-- TASK INPUT --
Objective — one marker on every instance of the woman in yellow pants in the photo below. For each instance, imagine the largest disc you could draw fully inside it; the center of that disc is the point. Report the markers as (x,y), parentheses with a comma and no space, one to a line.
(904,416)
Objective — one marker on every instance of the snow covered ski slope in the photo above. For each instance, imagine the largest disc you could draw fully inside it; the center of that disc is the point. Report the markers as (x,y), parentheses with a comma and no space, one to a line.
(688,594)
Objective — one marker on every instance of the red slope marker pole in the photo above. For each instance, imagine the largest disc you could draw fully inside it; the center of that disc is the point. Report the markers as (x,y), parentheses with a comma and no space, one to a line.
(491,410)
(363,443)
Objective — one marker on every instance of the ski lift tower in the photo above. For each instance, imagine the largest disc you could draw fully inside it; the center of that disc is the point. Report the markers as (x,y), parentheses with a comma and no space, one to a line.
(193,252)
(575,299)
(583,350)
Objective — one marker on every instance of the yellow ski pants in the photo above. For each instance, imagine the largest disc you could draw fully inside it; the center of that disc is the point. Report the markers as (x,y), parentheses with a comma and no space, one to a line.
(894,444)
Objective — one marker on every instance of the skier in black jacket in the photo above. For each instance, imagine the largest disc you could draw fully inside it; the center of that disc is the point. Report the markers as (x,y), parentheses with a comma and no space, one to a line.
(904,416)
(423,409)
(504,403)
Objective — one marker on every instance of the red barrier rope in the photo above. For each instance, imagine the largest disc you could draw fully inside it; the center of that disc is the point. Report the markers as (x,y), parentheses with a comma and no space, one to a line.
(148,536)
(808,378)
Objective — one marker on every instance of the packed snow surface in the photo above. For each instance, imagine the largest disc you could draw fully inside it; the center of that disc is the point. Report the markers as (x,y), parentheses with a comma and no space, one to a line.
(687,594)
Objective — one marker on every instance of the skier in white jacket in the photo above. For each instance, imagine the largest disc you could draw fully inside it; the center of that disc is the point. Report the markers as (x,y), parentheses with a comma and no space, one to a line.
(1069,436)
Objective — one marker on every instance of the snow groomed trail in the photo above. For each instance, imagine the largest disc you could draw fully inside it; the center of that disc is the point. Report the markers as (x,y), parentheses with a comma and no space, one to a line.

-- TASK DETAILS --
Convert the whole listing above into a numbered list with one line per number, and leave out any blank lines.

-- SOLUTION BELOW --
1. Objective — one marker on every instance of the woman in yellow pants in the photo below. For each instance, imagine the largest disc you could draw fully inside it; the center of that disc is the point. Report the markers as (x,y), parentheses with a comma and no space, one to a line.
2. (904,416)
3. Objective — one marker on every instance of the snow covered ski slope in the photo above. For each instance, imagine the largest disc you could draw fully inside it; the center of that disc is the point. Report the markers as (x,y), parentheses with a comma and no space, one to a line.
4. (688,594)
5. Objective — one marker on every instance of the red slope marker pole in the photo above. For each instance, imagine the largest disc you could draw fully inside it; the center of that disc is the point. Report the markers as (x,y), parentheses with a comma and no space, one to a line.
6. (491,410)
7. (363,443)
8. Objective — one marker on every instance of the ski lift tower in the photo above. For each instance, imagine the largest disc you could draw fully inside it; the center of that disc is the point. Report the markers as (x,y), parentheses with a comma and no space, one to a line.
9. (193,252)
10. (575,299)
11. (583,350)
12. Objective — one marker on every instance of the yellow ski pants in the photo above. For each instance, imagine the largest disc you could draw fully inside it; the center of that disc is the point. Report the markers as (x,y), parentheses with a comma and no space, one to a line.
13. (894,444)
14. Objective — one marker on every instance of the skier in black jacket in the photo above. For each instance, imagine the largest disc you could draw fully inside it; the center of that disc is the point. Report the markers as (x,y), parentheses with a comma and no space, one to a line.
15. (904,416)
16. (423,409)
17. (504,403)
18. Objective — one marker on every instance of the red barrier rope in the photo above. For each instance, imagine the largest disc you could draw fully inside it; the center of that disc is the point. Report the markers as (x,y), parentheses with a comma and no space, one to a line.
19. (148,536)
20. (808,378)
21. Objective — one marker on every instance of the packed snow surface in the photo above. For each instance, imagine the largest disc you could draw fully inside it; the center of that disc is the point. Report the markers as (x,y), parentheses with a comma and no space, one to a line.
22. (687,594)
23. Objective — one marker on every instance of the skier in white jacket in the photo above. For each instance, imagine the largest disc you could draw fully inside it; the center of that disc is the point. Report the markers as (x,y), parentheses with a comma and no space, one to a line.
24. (1069,436)
25. Objective — one marker on every instance of the snow groomed trail in the photo above. For each instance, imagine the largest disc you could draw fully inside it; the center of that disc is the point. Report the markers as (x,y), parentheses with a comma and no space, one to a line.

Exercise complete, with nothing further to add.